**Petite tâche**
Écrivez la suite de l'extrait ci-dessous sur les récoltes de Soleirol en Corse, en reprenant juste après sa dernière phrase.

**Extrait à lire**
::::::

En conclusion, Soleirol a donc probablement récolté en Corse quelque 5200 échantillons environ entre 1820 et 1823. Ces deux dates extrêmes de récolte sont d'ailleurs corroborées par Hariot (1901) qui rapporte que ses collectes corses de champignons sont datées entre 1820 et 1823 et conservées dans l'herbier de Camille Montagne, aujourd'hui déposé à P.

Lieux de récolte des spécimens

Les étiquettes portant une mention plus précise que le laconique «Corse» nous renseignent sur les localités visitées par Soleirol en Corse. Nous avons été surpris par le nombre important de celles-ci (une soixantaine) disséminées sur l'ensemble de l'île (Fig. 2), même si certaines mentions géographiques n'ont pu être localisées (Calvi sous la Caporata; Monte Braga près Vizzavona; Mont de Calenzana près Corte; Mont Capanelo près de Calvi; Monte Terribile; Forêt de la Gorgona près Calvi; Forêt de Porticolo; Vallée du Bambino; Vallée du pont d'Oneccani). Ces localités visitées ont sans doute impliqué de longues pérégrinations de Soleirol, car pour l'époque, autour de 1820, les routes ou pistes étaient peu nombreuses et les déplacements se faisaient essentiellement à cheval, à mulet ou à pied. Capitaine de génie basé à Calvi, Soleirol n'a pas pu faire de tels voyages sur le seul motif d'herborisation. Cette époque étant marquée en Corse par la construction de nombreuses routes sous la responsabilité de l'armée (A. Franzini, pers. com.), il a certainement été envoyé en mission à travers toute l'île et en a profité pour récolter partout où il passait.

Fig. 2.

::::::

**Lignes de données**
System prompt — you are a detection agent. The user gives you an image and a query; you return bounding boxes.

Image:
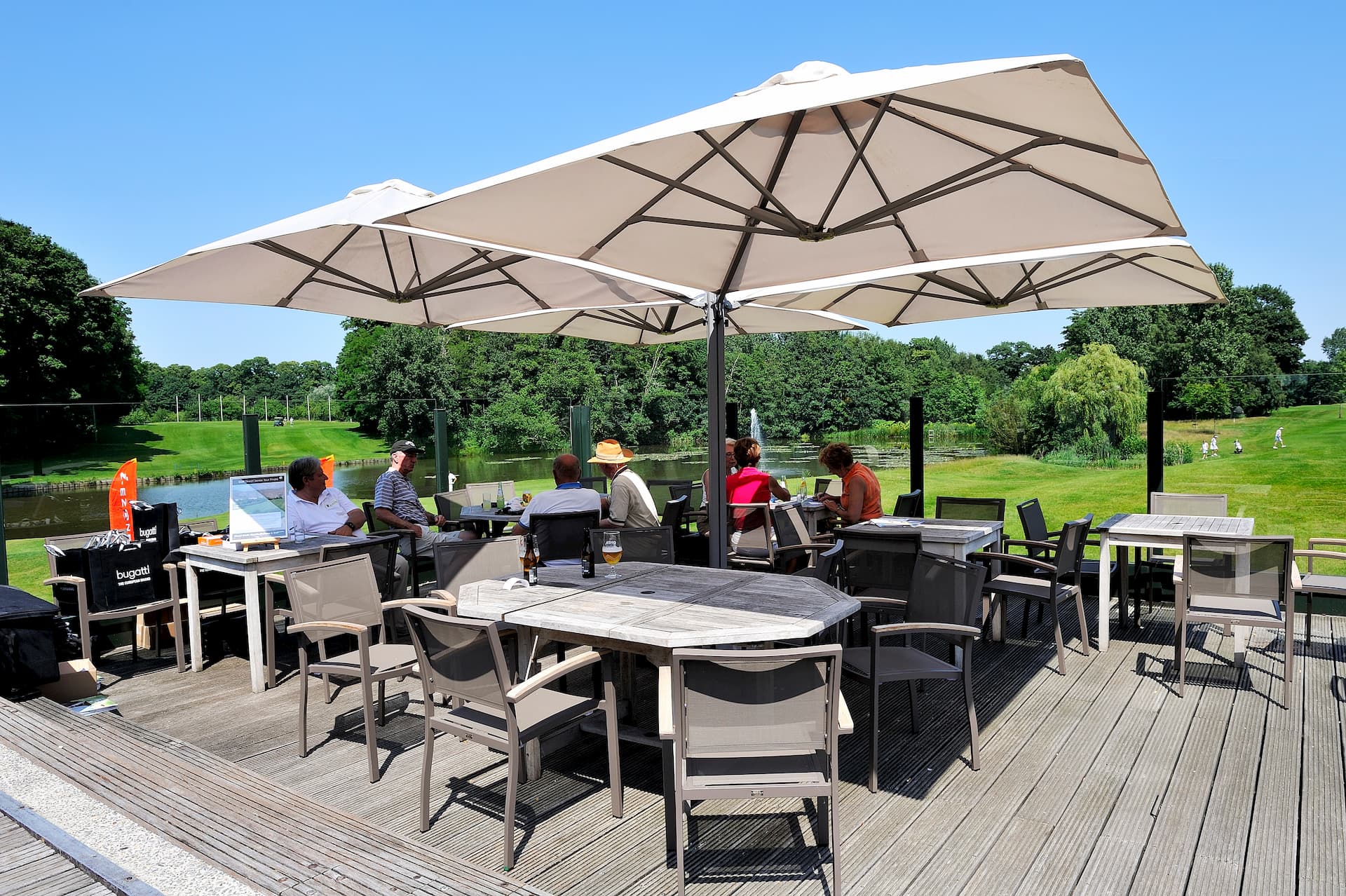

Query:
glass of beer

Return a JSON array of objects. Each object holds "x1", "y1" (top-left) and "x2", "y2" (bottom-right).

::::::

**Réponse**
Localités des étiquettes de Soleirol (du nord au sud). [légendes: 1: Tour de Sénèque; 2: Canione (Cagnano); 3: Cap Corse; 4: Bastia; 5: St Florent; 6: Ostriconi; 7: Lauzari (Lozari); 8: Ile-Rousse; 9: Algajola; 10: St Antonio (Sant'Antonino); 11: Belgodère; 12: Palasca; 13: Cap Rivellata; 14: Calvi; 15: Balagne; 16: Calenzana; 17: Monte Grosso; 18: Campitello; 19: Mte San Pietro; 20: Orezza; 21: Cervione; 22: Galeria; 23: Girolata; 24: Forêt de Perticato; 25: Mont Pertusato (Capo Tafonato); 26: Niolo; 27: Laquale (l'Acquale); 28: Valdonielo; 29: Corte; 30: Lac d'Ino (Nino); 31: Campotile; 32: Monte Rotondo; 33: Venaco; 34: Route d'Evisa à Vico; 35: Carghese; 36: Monte Doro; 37: Vizzavona; 38: Aleria; 39: Boucagnano (Bocognano); 40: Ajaccio sur la route de Sagone; 41: Potzo di Borgo (Pozzo di Borgo); 42: Ajaccio; 43: Entre Bastelica et Zicavo; 44: Mte Cochone (Coscione); 45: Incudine; 46: Serra di Scopamene; 47: Cuenza (Quenza); 48: Sartène; 49: Cania (Cagna); 50: Porto-Vecchio; 51: Mt Trinité; 52: Santa Manza; 53: Bonifacio; 54: Cap Spono (Sperone); 55: Cavallo; 56: Ile Lavezzi].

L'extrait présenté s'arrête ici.